*** Opening of Exercise data ***

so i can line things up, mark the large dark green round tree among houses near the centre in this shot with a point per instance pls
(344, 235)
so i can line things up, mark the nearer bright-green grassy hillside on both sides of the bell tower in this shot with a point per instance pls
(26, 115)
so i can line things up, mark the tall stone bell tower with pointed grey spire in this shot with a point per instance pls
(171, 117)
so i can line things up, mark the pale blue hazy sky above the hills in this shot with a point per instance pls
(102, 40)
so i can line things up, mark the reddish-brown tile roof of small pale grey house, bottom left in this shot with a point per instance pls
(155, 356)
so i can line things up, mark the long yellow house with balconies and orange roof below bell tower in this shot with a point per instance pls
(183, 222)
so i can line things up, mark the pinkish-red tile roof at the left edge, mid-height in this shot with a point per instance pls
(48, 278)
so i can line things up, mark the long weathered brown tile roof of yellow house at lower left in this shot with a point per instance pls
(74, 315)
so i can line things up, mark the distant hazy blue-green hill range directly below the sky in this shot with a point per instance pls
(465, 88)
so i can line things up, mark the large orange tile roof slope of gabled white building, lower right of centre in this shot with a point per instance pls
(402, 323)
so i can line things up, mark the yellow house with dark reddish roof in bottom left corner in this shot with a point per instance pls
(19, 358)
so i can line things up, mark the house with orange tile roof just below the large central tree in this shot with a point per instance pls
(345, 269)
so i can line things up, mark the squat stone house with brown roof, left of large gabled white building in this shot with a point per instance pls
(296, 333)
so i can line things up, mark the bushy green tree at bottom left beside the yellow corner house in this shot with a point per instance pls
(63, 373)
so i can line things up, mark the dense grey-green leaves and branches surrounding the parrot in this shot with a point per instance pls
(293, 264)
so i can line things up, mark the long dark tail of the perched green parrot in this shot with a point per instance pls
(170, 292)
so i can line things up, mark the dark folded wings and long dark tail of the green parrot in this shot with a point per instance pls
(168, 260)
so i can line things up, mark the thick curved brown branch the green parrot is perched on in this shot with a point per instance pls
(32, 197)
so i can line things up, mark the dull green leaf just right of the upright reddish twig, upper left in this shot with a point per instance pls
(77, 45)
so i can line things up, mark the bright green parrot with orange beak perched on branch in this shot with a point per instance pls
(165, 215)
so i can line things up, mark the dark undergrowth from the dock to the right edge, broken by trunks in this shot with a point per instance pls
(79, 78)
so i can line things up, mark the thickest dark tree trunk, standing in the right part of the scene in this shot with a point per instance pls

*** Close of Exercise data ***

Activity:
Would you be able to transcribe every line of the data exactly?

Answer box:
so i can line things up, mark the large dark green round tree among houses near the centre in this shot with a point per instance pls
(344, 235)
so i can line things up, mark the nearer bright-green grassy hillside on both sides of the bell tower in this shot with a point per instance pls
(26, 115)
so i can line things up, mark the tall stone bell tower with pointed grey spire in this shot with a point per instance pls
(171, 117)
so i can line things up, mark the pale blue hazy sky above the hills in this shot with a point per instance pls
(102, 40)
so i can line things up, mark the reddish-brown tile roof of small pale grey house, bottom left in this shot with a point per instance pls
(155, 356)
so i can line things up, mark the long yellow house with balconies and orange roof below bell tower in this shot with a point per instance pls
(183, 222)
so i can line things up, mark the pinkish-red tile roof at the left edge, mid-height in this shot with a point per instance pls
(48, 278)
so i can line things up, mark the long weathered brown tile roof of yellow house at lower left in this shot with a point per instance pls
(74, 315)
so i can line things up, mark the distant hazy blue-green hill range directly below the sky in this shot with a point per instance pls
(465, 88)
so i can line things up, mark the large orange tile roof slope of gabled white building, lower right of centre in this shot with a point per instance pls
(402, 323)
so i can line things up, mark the yellow house with dark reddish roof in bottom left corner in this shot with a point per instance pls
(19, 358)
so i can line things up, mark the house with orange tile roof just below the large central tree in this shot with a point per instance pls
(345, 269)
so i can line things up, mark the squat stone house with brown roof, left of large gabled white building in this shot with a point per instance pls
(296, 333)
so i can line things up, mark the bushy green tree at bottom left beside the yellow corner house in this shot with a point per instance pls
(63, 373)
so i can line things up, mark the dense grey-green leaves and branches surrounding the parrot in this shot with a point per instance pls
(293, 264)
so i can line things up, mark the long dark tail of the perched green parrot in this shot with a point per instance pls
(170, 292)
so i can line things up, mark the dark folded wings and long dark tail of the green parrot in this shot with a point per instance pls
(168, 260)
so i can line things up, mark the thick curved brown branch the green parrot is perched on in this shot with a point per instance pls
(32, 197)
so i can line things up, mark the dull green leaf just right of the upright reddish twig, upper left in this shot with a point per instance pls
(77, 45)
so i can line things up, mark the bright green parrot with orange beak perched on branch in this shot with a point per instance pls
(165, 215)
so i can line things up, mark the dark undergrowth from the dock to the right edge, broken by trunks in this shot with a point per instance pls
(79, 78)
so i can line things up, mark the thickest dark tree trunk, standing in the right part of the scene in this shot with a point per instance pls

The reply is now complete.